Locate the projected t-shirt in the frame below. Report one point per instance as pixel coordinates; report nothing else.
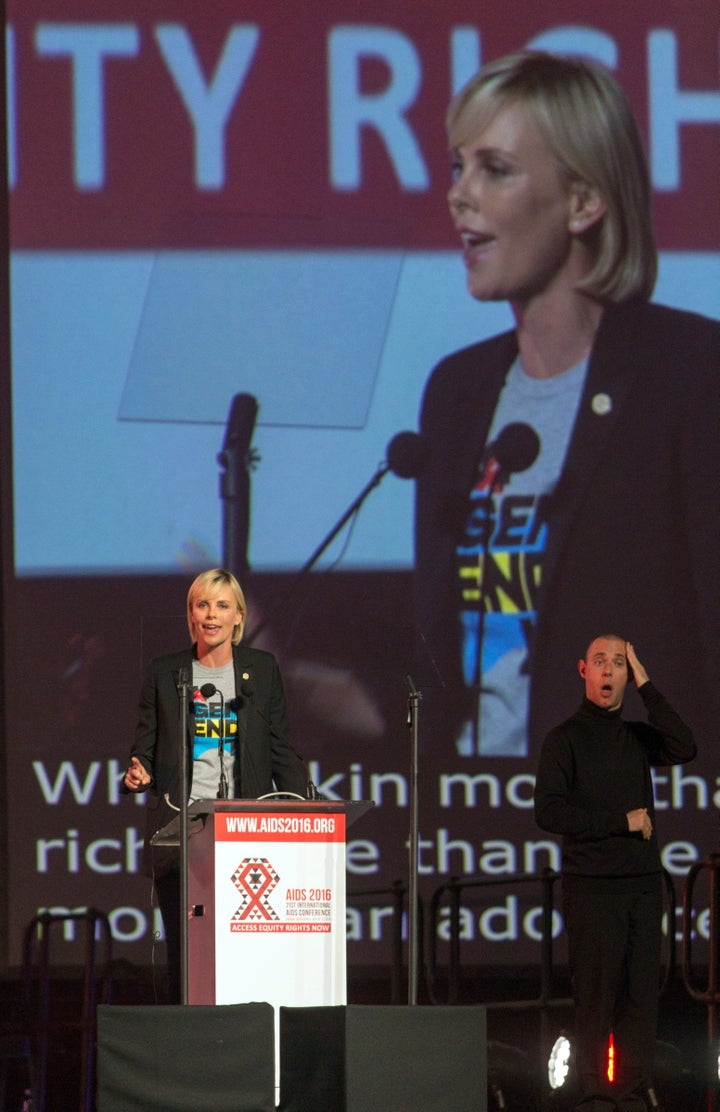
(215, 716)
(500, 556)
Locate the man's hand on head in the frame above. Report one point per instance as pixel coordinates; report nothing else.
(634, 667)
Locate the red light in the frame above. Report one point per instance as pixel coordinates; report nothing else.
(611, 1059)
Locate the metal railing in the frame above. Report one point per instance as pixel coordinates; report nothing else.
(451, 893)
(709, 993)
(397, 891)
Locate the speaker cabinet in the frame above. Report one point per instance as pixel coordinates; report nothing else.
(408, 1059)
(180, 1059)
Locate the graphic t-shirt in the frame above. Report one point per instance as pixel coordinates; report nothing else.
(500, 557)
(215, 717)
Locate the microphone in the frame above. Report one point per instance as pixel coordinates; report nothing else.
(514, 449)
(407, 455)
(207, 691)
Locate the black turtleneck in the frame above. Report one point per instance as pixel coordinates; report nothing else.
(593, 770)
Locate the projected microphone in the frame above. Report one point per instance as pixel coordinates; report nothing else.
(207, 691)
(247, 691)
(514, 449)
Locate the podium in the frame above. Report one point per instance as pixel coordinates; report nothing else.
(266, 901)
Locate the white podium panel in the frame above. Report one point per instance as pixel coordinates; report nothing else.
(266, 904)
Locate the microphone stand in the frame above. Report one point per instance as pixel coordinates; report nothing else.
(413, 715)
(237, 460)
(354, 506)
(184, 695)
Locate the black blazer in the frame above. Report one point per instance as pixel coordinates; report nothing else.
(267, 758)
(633, 539)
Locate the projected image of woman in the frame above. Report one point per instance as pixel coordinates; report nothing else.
(574, 470)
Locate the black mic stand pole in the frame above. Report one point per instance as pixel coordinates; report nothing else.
(413, 715)
(184, 695)
(307, 566)
(237, 459)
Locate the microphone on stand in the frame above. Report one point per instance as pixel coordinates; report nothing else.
(514, 449)
(406, 456)
(207, 691)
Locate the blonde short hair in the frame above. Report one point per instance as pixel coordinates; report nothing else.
(207, 585)
(585, 119)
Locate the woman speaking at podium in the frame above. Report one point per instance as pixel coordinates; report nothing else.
(237, 726)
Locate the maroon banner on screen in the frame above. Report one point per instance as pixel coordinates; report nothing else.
(124, 116)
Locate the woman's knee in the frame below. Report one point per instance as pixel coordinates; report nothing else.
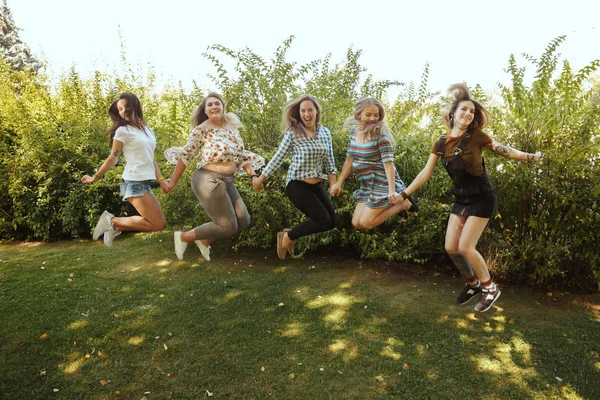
(466, 250)
(159, 225)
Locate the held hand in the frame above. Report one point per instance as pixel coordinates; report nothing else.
(89, 179)
(256, 185)
(335, 190)
(167, 186)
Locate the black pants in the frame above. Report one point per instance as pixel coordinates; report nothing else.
(314, 202)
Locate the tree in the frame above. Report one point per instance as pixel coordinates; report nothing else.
(13, 50)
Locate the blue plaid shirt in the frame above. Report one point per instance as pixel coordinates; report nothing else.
(310, 158)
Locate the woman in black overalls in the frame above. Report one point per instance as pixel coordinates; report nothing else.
(475, 199)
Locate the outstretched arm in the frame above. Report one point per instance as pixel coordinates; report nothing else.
(423, 176)
(110, 162)
(514, 154)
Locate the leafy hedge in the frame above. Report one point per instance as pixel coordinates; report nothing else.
(546, 231)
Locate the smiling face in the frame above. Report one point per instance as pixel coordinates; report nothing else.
(464, 114)
(308, 113)
(369, 115)
(213, 108)
(122, 107)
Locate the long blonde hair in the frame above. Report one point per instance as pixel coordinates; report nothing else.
(372, 131)
(290, 119)
(199, 113)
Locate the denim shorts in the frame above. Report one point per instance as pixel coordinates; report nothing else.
(134, 189)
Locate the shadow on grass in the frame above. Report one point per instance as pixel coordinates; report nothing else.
(82, 321)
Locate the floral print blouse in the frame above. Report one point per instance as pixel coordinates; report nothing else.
(214, 146)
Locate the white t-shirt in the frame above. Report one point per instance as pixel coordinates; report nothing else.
(138, 149)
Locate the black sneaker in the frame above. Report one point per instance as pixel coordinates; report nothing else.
(487, 299)
(468, 293)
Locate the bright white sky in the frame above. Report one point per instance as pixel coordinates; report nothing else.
(466, 41)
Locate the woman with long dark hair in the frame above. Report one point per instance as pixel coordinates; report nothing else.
(475, 200)
(130, 134)
(308, 144)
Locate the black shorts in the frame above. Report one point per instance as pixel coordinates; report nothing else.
(482, 206)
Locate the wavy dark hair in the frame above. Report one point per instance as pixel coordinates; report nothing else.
(199, 113)
(372, 131)
(133, 112)
(482, 117)
(290, 118)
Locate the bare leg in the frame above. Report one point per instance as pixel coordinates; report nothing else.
(151, 217)
(467, 235)
(360, 207)
(389, 212)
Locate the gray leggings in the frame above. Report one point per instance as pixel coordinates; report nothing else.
(222, 203)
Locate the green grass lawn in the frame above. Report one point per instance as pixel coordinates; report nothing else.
(80, 321)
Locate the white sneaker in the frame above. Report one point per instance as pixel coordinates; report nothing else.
(179, 245)
(110, 235)
(103, 225)
(205, 250)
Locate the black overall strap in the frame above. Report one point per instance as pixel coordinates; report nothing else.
(462, 144)
(441, 146)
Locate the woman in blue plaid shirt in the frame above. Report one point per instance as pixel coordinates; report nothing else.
(308, 144)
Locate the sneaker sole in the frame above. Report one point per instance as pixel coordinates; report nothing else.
(492, 303)
(471, 298)
(97, 231)
(291, 248)
(281, 252)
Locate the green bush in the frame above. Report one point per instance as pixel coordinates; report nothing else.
(546, 231)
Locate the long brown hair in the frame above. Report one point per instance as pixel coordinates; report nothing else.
(290, 118)
(372, 131)
(133, 111)
(481, 118)
(199, 113)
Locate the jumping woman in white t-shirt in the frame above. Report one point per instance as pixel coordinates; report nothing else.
(130, 134)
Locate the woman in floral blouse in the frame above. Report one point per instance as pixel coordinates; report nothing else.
(217, 146)
(308, 144)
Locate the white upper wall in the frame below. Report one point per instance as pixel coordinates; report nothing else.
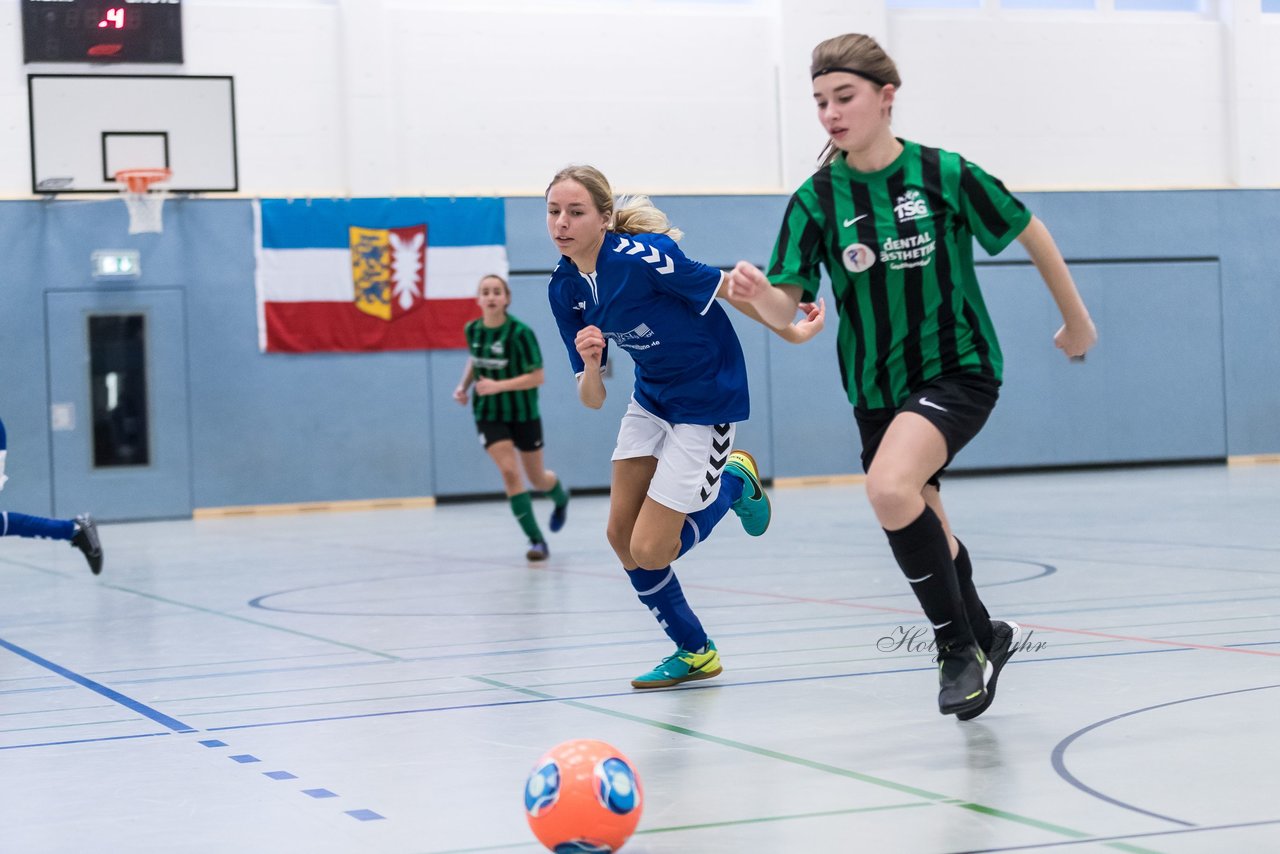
(490, 96)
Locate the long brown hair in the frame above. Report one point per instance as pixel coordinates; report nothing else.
(858, 54)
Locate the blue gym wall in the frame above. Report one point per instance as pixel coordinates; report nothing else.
(1180, 284)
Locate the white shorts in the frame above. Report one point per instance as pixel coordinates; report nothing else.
(690, 456)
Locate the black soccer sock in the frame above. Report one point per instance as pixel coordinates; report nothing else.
(924, 556)
(979, 621)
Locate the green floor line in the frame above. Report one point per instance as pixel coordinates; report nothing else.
(762, 820)
(712, 825)
(818, 766)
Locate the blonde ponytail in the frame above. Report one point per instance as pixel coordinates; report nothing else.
(638, 215)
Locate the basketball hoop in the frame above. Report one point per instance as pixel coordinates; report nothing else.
(144, 200)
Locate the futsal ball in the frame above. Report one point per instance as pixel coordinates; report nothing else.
(583, 795)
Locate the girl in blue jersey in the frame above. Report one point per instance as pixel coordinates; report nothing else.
(81, 531)
(624, 279)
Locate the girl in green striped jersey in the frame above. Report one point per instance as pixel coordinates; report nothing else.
(506, 369)
(894, 222)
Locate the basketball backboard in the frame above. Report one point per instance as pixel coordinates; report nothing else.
(87, 127)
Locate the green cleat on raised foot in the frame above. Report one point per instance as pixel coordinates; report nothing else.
(753, 505)
(681, 666)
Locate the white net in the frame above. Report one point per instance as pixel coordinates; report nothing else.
(146, 211)
(144, 200)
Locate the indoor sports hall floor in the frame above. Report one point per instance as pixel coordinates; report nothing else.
(383, 681)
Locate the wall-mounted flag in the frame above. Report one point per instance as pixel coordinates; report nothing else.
(371, 274)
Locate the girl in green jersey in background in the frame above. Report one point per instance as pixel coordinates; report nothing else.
(892, 222)
(506, 369)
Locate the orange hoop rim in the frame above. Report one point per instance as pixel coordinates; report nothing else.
(138, 181)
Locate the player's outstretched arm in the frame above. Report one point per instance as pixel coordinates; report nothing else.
(775, 306)
(522, 383)
(590, 384)
(460, 393)
(1078, 333)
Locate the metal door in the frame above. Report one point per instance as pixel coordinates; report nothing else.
(119, 414)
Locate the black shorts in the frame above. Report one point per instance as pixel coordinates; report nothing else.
(958, 405)
(528, 435)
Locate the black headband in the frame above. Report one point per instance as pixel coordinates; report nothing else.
(849, 71)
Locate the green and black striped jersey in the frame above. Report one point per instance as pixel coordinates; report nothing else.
(897, 245)
(502, 352)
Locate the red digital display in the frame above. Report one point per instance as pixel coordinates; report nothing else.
(97, 31)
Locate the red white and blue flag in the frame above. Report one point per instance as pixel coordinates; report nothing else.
(373, 274)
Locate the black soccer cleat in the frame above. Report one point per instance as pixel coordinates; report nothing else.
(1004, 644)
(558, 517)
(86, 540)
(963, 672)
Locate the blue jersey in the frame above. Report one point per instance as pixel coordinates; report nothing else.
(659, 306)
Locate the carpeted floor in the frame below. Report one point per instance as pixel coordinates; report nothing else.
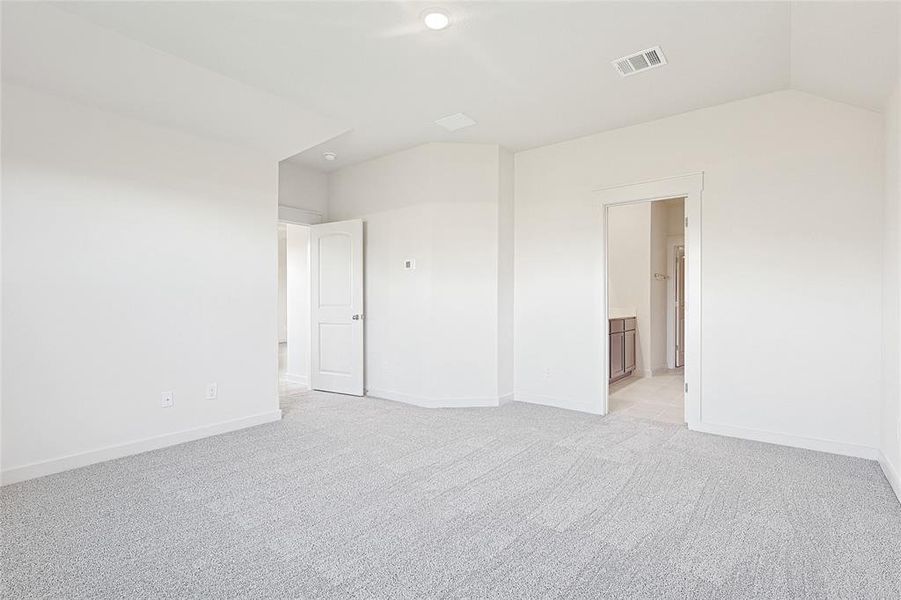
(351, 498)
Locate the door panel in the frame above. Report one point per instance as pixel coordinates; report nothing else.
(336, 268)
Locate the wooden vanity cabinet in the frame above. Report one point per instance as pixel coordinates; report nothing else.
(622, 348)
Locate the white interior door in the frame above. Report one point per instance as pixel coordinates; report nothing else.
(336, 270)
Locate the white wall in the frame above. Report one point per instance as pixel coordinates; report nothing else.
(431, 333)
(282, 284)
(629, 287)
(890, 442)
(298, 302)
(136, 260)
(304, 189)
(505, 258)
(792, 212)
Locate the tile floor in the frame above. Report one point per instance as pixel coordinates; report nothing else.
(657, 398)
(288, 393)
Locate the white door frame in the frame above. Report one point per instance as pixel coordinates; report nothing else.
(689, 187)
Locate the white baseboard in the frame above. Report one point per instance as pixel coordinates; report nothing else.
(433, 402)
(784, 439)
(556, 403)
(891, 473)
(74, 461)
(298, 379)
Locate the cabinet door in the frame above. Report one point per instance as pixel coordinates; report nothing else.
(616, 355)
(629, 351)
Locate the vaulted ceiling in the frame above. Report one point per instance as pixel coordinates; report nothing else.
(529, 73)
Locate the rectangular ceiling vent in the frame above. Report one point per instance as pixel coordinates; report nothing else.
(640, 61)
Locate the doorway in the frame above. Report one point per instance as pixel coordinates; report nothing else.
(689, 189)
(294, 341)
(320, 304)
(645, 375)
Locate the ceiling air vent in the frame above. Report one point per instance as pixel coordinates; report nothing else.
(640, 61)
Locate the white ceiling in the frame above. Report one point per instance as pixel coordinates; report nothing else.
(530, 73)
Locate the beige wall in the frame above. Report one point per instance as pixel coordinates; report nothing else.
(432, 334)
(792, 183)
(890, 431)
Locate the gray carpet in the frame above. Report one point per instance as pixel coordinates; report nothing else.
(350, 498)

********************

What you are asked to do: At the line containing "Locate the white ceiling", start transcribing exactly, and continue through the last line of the listing. Stop there and add nothing.

Your solution:
Locate the white ceiling in the frame above. Report one point per instance as pixel coordinates; report nothing else.
(530, 73)
Locate the beige wall in the frame above. Report one point per instance as pixel coordinates; report nothing else.
(432, 334)
(792, 183)
(890, 431)
Locate the gray carpet in the frame above. Report one point per instance as pixel coordinates; report nothing else.
(350, 498)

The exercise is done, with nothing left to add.